Stored rows »

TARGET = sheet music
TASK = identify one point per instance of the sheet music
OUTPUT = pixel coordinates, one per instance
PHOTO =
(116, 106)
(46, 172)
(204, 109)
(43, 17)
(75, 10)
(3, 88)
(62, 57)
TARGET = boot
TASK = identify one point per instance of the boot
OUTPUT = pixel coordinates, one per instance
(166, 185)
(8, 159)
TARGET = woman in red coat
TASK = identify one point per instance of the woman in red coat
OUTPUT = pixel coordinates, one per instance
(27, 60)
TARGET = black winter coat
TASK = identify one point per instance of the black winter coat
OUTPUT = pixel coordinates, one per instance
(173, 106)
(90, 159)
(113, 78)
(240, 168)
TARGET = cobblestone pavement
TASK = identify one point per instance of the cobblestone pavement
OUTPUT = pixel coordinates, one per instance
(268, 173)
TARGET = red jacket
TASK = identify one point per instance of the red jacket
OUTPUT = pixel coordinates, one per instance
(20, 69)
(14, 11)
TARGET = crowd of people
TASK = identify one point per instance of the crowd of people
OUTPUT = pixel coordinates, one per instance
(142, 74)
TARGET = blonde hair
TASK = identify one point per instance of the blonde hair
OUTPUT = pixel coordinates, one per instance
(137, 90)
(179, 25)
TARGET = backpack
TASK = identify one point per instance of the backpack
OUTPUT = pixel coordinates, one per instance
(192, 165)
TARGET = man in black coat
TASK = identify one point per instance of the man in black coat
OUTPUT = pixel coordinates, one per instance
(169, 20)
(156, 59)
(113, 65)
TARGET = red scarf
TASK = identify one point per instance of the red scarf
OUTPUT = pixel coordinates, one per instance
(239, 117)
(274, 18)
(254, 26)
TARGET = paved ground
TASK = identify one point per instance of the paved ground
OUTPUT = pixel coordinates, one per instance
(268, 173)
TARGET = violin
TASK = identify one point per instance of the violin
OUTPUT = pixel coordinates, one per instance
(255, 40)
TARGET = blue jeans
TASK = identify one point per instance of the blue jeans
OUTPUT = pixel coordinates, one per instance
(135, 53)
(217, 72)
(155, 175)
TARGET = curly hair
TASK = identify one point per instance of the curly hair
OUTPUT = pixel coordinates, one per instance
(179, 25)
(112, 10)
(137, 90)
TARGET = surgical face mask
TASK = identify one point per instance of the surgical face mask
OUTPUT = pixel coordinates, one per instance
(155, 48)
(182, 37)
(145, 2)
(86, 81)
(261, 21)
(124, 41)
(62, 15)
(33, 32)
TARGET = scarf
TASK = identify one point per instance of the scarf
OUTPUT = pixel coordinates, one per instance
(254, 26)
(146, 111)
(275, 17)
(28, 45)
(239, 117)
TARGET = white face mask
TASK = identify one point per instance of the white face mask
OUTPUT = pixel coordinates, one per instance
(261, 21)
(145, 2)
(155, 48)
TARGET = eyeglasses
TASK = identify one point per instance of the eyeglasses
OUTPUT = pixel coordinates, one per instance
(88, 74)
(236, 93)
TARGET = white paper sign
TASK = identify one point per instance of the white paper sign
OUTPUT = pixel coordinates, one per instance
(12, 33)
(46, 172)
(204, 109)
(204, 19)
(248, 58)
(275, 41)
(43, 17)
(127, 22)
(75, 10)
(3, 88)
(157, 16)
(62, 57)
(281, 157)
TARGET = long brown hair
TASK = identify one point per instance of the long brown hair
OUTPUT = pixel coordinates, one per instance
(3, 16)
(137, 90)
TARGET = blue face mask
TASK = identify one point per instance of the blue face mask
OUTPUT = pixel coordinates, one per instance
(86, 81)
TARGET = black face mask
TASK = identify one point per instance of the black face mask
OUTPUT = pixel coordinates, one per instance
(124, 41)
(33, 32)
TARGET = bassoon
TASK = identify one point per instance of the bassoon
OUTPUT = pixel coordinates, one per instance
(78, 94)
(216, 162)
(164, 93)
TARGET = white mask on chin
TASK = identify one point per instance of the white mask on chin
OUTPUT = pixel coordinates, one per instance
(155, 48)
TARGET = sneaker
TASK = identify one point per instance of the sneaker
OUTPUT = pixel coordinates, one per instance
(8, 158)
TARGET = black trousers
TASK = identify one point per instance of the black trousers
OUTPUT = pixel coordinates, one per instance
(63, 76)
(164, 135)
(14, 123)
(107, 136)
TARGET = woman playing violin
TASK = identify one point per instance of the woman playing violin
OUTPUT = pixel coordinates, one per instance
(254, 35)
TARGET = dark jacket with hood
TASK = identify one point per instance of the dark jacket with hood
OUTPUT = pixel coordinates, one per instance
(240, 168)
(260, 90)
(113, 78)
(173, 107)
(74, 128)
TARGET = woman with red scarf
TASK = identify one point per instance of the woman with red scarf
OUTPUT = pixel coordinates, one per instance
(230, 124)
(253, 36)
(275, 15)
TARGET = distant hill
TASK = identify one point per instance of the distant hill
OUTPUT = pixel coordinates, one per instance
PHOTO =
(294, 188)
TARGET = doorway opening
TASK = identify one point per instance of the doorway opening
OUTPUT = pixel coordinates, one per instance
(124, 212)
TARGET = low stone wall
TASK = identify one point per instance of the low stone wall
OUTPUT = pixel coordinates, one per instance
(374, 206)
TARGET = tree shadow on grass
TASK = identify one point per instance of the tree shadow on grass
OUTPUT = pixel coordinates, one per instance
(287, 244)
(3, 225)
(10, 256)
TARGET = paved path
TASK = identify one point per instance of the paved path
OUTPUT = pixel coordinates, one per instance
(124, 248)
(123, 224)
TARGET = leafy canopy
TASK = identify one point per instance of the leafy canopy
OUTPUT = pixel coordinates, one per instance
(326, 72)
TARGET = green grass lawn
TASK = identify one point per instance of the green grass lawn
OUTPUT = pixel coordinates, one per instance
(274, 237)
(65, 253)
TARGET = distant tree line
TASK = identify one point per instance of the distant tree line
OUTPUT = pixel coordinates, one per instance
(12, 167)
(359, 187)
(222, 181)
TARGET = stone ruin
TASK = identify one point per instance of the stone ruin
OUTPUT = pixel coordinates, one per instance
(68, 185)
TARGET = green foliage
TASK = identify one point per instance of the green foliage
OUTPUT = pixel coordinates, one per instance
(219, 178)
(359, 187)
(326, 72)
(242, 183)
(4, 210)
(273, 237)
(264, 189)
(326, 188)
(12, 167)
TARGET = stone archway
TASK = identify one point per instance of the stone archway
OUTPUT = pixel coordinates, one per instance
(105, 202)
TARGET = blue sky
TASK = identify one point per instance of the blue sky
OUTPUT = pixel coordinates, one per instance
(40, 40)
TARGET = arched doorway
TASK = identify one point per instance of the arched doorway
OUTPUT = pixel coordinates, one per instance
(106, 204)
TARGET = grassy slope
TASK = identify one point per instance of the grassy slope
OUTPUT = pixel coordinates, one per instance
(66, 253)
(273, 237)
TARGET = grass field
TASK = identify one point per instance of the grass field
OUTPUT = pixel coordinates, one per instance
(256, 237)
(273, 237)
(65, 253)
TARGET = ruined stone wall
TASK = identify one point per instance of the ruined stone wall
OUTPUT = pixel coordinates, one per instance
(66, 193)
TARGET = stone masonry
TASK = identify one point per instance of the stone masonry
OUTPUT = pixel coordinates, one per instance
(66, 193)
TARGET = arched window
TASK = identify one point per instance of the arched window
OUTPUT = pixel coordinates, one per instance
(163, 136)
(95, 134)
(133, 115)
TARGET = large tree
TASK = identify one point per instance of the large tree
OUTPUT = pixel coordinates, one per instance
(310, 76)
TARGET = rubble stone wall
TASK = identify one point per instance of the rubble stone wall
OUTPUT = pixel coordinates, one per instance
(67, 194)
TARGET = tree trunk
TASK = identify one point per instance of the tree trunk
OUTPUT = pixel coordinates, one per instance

Your objective » Retype the listing above in full, with no alterations.

Written solution »
TARGET = sheet music
TASK = identify one point per instance of the sheet music
OUTPUT = pixel coordinates, one per instance
PHOTO =
(116, 106)
(46, 172)
(204, 109)
(43, 17)
(75, 10)
(3, 88)
(62, 57)
TARGET = boot
TASK = identify one point per instance of the boot
OUTPUT = pixel coordinates, one per instance
(166, 185)
(8, 159)
TARGET = woman in red coat
TASK = identify one point per instance of the woman in red coat
OUTPUT = pixel coordinates, one per instance
(27, 60)
TARGET = black winter coat
TASK = identify one point per instance of the black winter coat
OUTPUT = pixel coordinates, one per instance
(173, 106)
(90, 159)
(113, 78)
(240, 168)
TARGET = cobblestone pavement
TASK = identify one point per instance of the cobblestone pavement
OUTPUT = pixel coordinates, one per instance
(268, 173)
TARGET = red jacket
TASK = identify one point per instance of the red jacket
OUTPUT = pixel coordinates, one per instance
(20, 69)
(14, 11)
TARGET = crowd of people
TASK = identify one point per instance of the crowd of people
OUTPUT = pixel coordinates, one per instance
(142, 74)
TARGET = blonde hair
TASK = identify one point per instance of the blonde hair
OUTPUT = pixel coordinates, one per instance
(137, 90)
(179, 25)
TARGET = backpack
TASK = identify one point per instance of the backpack
OUTPUT = pixel coordinates, one per instance
(192, 165)
TARGET = man in black coat
TASK = identify one point per instance of the man in black coat
OUTPUT = pixel coordinates, one per instance
(169, 20)
(156, 59)
(113, 65)
TARGET = red scarf
TASK = identify one point per instance of the red scarf
OUTPUT = pixel coordinates, one per instance
(239, 117)
(274, 18)
(254, 26)
TARGET = paved ground
TASK = identify one point per instance of the paved ground
OUTPUT = pixel coordinates, one per instance
(268, 173)
TARGET = violin
TASK = identify one point per instance of the violin
OUTPUT = pixel coordinates, one per instance
(255, 40)
TARGET = blue jeans
TASK = identify one point per instance of the blue jeans
OUTPUT = pixel coordinates, one per instance
(135, 53)
(217, 72)
(155, 175)
TARGET = curly hair
TASK = identify one point per instance of the curly hair
OUTPUT = pixel coordinates, one per instance
(179, 25)
(112, 10)
(137, 90)
TARGET = surgical face mask
TASK = identify one point per instance of the surgical face mask
OUTPUT = pixel coordinates, one per instance
(155, 48)
(182, 37)
(145, 2)
(86, 81)
(261, 21)
(124, 41)
(62, 15)
(33, 32)
TARGET = scarf
TASK = identify one point per instance of the scarf
OUTPUT = pixel coordinates, one per instance
(254, 26)
(146, 111)
(275, 17)
(28, 45)
(239, 117)
TARGET = white face mask
TASK = identify one point per instance of the white face mask
OUTPUT = pixel coordinates, one per instance
(261, 21)
(145, 2)
(155, 48)
TARGET = eyeglasses
TASK = identify one point per instance of the eyeglasses
OUTPUT = pixel coordinates, one per instance
(88, 74)
(236, 93)
TARGET = white paper sign
TASK = identify one point per instance of the white paper sign
OUTPUT = pixel coordinates, one per instance
(12, 33)
(46, 172)
(204, 109)
(204, 19)
(248, 58)
(275, 41)
(43, 17)
(127, 22)
(75, 10)
(3, 88)
(157, 16)
(62, 57)
(281, 157)
TARGET = long brown hair
TASK = identify one point per instance of the long brown hair
OUTPUT = pixel coordinates, one per instance
(3, 16)
(137, 90)
TARGET = blue face mask
TASK = identify one point per instance of the blue face mask
OUTPUT = pixel coordinates, one per instance
(86, 81)
TARGET = black face mask
TASK = identify one point per instance of the black face mask
OUTPUT = pixel coordinates, one per instance
(124, 41)
(33, 32)
TARGET = bassoon
TASK = identify one point per instance of the bassoon
OUTPUT = pixel coordinates, one per instance
(78, 94)
(216, 162)
(164, 93)
TARGET = white mask on chin
TASK = identify one point per instance of the white mask on chin
OUTPUT = pixel coordinates, one per instance
(155, 48)
TARGET = sneaker
TASK = identify one point per instance of the sneaker
OUTPUT = pixel coordinates, one per instance
(8, 158)
TARGET = black trousers
TASK = identify one point per instance of the black trousers
OUTPUT = pixel coordinates, one per instance
(63, 76)
(164, 135)
(14, 123)
(107, 136)
TARGET = woman playing violin
TASK = identify one point per instance of the woman playing violin
OUTPUT = pixel coordinates, one per instance
(254, 35)
TARGET = dark jacket with hood
TASK = identify one point per instance of the dark jacket with hood
OUTPUT = pixel coordinates, one per instance
(240, 168)
(260, 90)
(113, 78)
(173, 107)
(74, 128)
TARGET = woman with red scarf
TASK = identify one point per instance of the woman with red scarf
OUTPUT = pixel coordinates, one per instance
(230, 124)
(253, 36)
(275, 15)
TARGET = distant hill
TASK = identify one point per instance of the distant hill
OUTPUT = pixel coordinates, one per instance
PHOTO =
(294, 188)
TARGET = doorway opening
TASK = identify one point per instance of the doorway opening
OUTPUT = pixel coordinates, one per instance
(124, 212)
TARGET = low stone wall
TASK = identify one point per instance of the low stone wall
OUTPUT = pixel coordinates, one per instance
(374, 206)
TARGET = tree shadow on grass
TASK = identify one point per instance of the tree shadow on grass
OUTPUT = pixel coordinates, one per instance
(287, 244)
(3, 225)
(10, 256)
TARGET = paved path
TASK = identify one point per instance of the paved path
OUTPUT = pixel coordinates, one per instance
(124, 248)
(123, 224)
TARGET = leafy canopy
TASK = identify one point per instance of the leafy canopy
OUTPUT = pixel coordinates, one per instance
(326, 72)
TARGET = green grass lawn
TASK = identify one point per instance of the green grass lawn
OUTPUT = pixel coordinates, one per instance
(274, 237)
(65, 253)
TARGET = distant tree line
TASK = identify one point per instance of the distant tree line
OUTPUT = pixel coordinates, one per instance
(12, 167)
(359, 187)
(222, 181)
TARGET = stone ruin
TASK = identify one point per instance of the stone ruin
OUTPUT = pixel coordinates, one per instance
(68, 185)
TARGET = green foliage
TASK = identify one point per instance of the green foliage
OUTPUT = pixel coordinates, one per instance
(219, 178)
(359, 187)
(326, 72)
(242, 183)
(4, 210)
(273, 237)
(264, 189)
(326, 188)
(12, 167)
TARGET = stone archway
TASK = identify one point per instance of the stone archway
OUTPUT = pixel coordinates, one per instance
(105, 202)
TARGET = blue sky
TASK = identify one point per instance of the blue sky
OUTPUT = pixel coordinates, one per instance
(40, 40)
TARGET = arched doorway
TASK = identify one point per instance of the arched doorway
OUTPUT = pixel coordinates, one per instance
(106, 204)
TARGET = grassy slope
TASK = identify one point per instance of the grassy slope
OUTPUT = pixel coordinates, one per instance
(66, 253)
(273, 237)
TARGET = grass field
TASK = identify one point per instance of the grass field
OUTPUT = pixel coordinates, one per instance
(256, 237)
(273, 237)
(65, 253)
TARGET = ruined stone wall
TASK = identify one point per instance of the ruined stone wall
OUTPUT = pixel coordinates, one per instance
(66, 193)
TARGET = stone masonry
TASK = identify one point per instance of the stone masonry
OUTPUT = pixel coordinates, one per instance
(66, 193)
TARGET = arched window
TASK = identify one point per instance of the arched window
OUTPUT = pixel coordinates, one per instance
(163, 136)
(95, 134)
(133, 115)
TARGET = large tree
TASK = identify one point per instance of the large tree
OUTPUT = pixel coordinates, one per instance
(310, 76)
TARGET = rubble stone wall
TASK = identify one point per instance of the rubble stone wall
OUTPUT = pixel coordinates, one per instance
(67, 194)
TARGET = tree trunk
TASK = identify one point per instance of the tree trunk
OUTPUT = pixel coordinates, one per instance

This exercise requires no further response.